A Shinkansen bullet train at Tokyo station. Since the introduction of the first Shinkansen—Japanese for ‘new main line’—in Japan in 1964, high-speed trains have proven to be an undeniable technological, commercial and popular success.  (AFP)Premium
A Shinkansen bullet train at Tokyo station. Since the introduction of the first Shinkansen—Japanese for ‘new main line’—in Japan in 1964, high-speed trains have proven to be an undeniable technological, commercial and popular success.  (AFP)

  • Despite  construction  delays,  the  govt  is  pushing  ahead  with plans  to  build  more  corridors.  Will  they  see  the  light  of  day?

New Delhi: In 2022, as India marks its 75th year of independence, a few lucky Indians were expected to experience the thrill of a bullet train ride. But with the Ahmedabad-Mumbai high speed rail project mired in land acquisition battles and construction delays, the likely date for that joy ride has been pushed back by several years—to 2026 perhaps, as railway minister Ashwini Vaishnaw remarked at a recent event.

Crucially, by 2026, only a 50km stretch between Surat and Bilimora in Gujarat—a mere 10% of the overall 508-km corridor—is expected to be up and running. Pilot runs would commence on this stretch, with the train clocking a speed of 300km per hour; much faster than any train currently operational in India, but far slower than the global benchmark for high-speed trains.

**MATERIAL PROVIDED:**
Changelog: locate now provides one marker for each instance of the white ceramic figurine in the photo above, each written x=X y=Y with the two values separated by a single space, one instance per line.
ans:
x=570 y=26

**TASK OBJECTIVE:**
Answer these questions about the passage on India's bullet train project:
(a) In what year was the first Shinkansen introduced in Japan?
(b) Which official suggested 2026 as the likely date for a bullet train ride?
(c) How long is the stretch expected to be running by 2026, and between which two places?

**EXERCISE RESULT:**
(a) 1964
(b) Railway minister Ashwini Vaishnaw
(c) 50 km, between Surat and Bilimora in Gujarat